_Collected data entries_
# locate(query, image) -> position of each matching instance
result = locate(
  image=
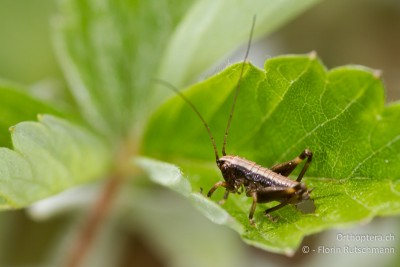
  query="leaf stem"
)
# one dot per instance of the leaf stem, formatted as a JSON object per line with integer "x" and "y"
{"x": 89, "y": 230}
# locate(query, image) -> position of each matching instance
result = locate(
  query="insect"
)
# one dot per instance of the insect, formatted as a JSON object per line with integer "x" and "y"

_What you should do_
Reproduce every entry above line for line, verbatim, leaving out the pictures.

_Final result_
# locate(query, image) -> position of each matching instance
result = locate(
  image=
  query="leaf stem"
)
# one dot per instance of the leaf stem, formatted as a JSON object per line with integer "x" and "y"
{"x": 89, "y": 230}
# locate(query, image) -> position of each matching instance
result = locate(
  query="insect"
)
# one dot per instance of the insect, formatted as a JSON object per line with integer "x" and "y"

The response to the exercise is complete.